Location labeling records:
=-=-=-=-=

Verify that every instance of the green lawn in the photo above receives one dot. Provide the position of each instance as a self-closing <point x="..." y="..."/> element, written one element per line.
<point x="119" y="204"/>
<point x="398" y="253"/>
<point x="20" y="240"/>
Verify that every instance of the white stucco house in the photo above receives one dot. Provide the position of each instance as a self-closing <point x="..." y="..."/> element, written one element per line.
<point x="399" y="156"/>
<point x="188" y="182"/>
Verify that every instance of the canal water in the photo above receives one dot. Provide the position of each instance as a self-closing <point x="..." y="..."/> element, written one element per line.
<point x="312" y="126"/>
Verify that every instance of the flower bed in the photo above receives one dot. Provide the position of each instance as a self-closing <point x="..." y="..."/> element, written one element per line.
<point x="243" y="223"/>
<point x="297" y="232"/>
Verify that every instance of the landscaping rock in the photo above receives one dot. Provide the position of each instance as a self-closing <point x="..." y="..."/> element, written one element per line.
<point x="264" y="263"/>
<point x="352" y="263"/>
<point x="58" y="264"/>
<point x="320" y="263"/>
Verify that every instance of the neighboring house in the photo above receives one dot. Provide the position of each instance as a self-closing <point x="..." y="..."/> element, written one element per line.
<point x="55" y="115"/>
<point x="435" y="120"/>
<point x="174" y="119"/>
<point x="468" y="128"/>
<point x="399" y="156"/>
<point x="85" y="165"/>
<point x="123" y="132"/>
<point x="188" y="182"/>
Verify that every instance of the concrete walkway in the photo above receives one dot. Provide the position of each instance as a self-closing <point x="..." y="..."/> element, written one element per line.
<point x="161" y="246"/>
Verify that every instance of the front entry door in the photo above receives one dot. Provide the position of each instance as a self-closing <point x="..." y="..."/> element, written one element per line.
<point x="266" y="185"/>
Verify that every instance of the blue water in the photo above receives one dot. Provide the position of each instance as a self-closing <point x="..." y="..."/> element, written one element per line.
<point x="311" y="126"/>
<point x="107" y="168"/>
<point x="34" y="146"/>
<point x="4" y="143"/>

=-=-=-=-=

◆ TASK GOAL
Could you reproduce the entire listing above, line for line, without changing anything?

◆ OUTPUT
Verify that every instance of the green lawn in the photo above receives one dot. Provide the position of each instance as a self-closing <point x="..." y="..."/> element, written one element per line.
<point x="119" y="204"/>
<point x="398" y="253"/>
<point x="20" y="240"/>
Verify that every instance of the white stucco house in the photo above receives one dot. Provide the position of each instance as a self-closing <point x="..." y="..."/> element, written one element per line.
<point x="399" y="156"/>
<point x="188" y="182"/>
Verify that every instance of the canal water in the photo above receives one dot. Provide the position of each instance as a self-closing <point x="..." y="..."/> element, written one element per line.
<point x="312" y="126"/>
Verify that every instance of the flower bed in the photo above receives one dot. Provide the position of each instance as a self-closing <point x="..." y="..."/> element, written one element per line.
<point x="243" y="223"/>
<point x="297" y="232"/>
Verify that every instance of the landscaping rock in the photo above receives one dot. Provide the position of each instance as a self-closing <point x="..." y="..."/> element, written one element per line.
<point x="264" y="263"/>
<point x="352" y="263"/>
<point x="58" y="264"/>
<point x="320" y="263"/>
Verify that every instance of the neighboring house in the photo above receives one dot. Provide the position of each instance as a self-closing <point x="..." y="..."/> element, written one element per line.
<point x="55" y="115"/>
<point x="435" y="120"/>
<point x="174" y="119"/>
<point x="468" y="128"/>
<point x="399" y="156"/>
<point x="85" y="165"/>
<point x="123" y="132"/>
<point x="188" y="182"/>
Verify that every instance of the concrete walkway in the photo above receives one dot. Provide the position of each instance as a self-closing <point x="..." y="..."/> element, written one element per line.
<point x="161" y="246"/>
Verify that every instance of the front entry door in the photo above receives one dot. Provide the position of each instance as a self-closing <point x="..." y="..."/> element, written one element per line.
<point x="266" y="185"/>
Verify that every instance of the blue water in the photo above receives one dot. Provide the position of each instance as a self-closing <point x="..." y="..."/> element, written one element per line.
<point x="311" y="126"/>
<point x="107" y="168"/>
<point x="34" y="146"/>
<point x="4" y="143"/>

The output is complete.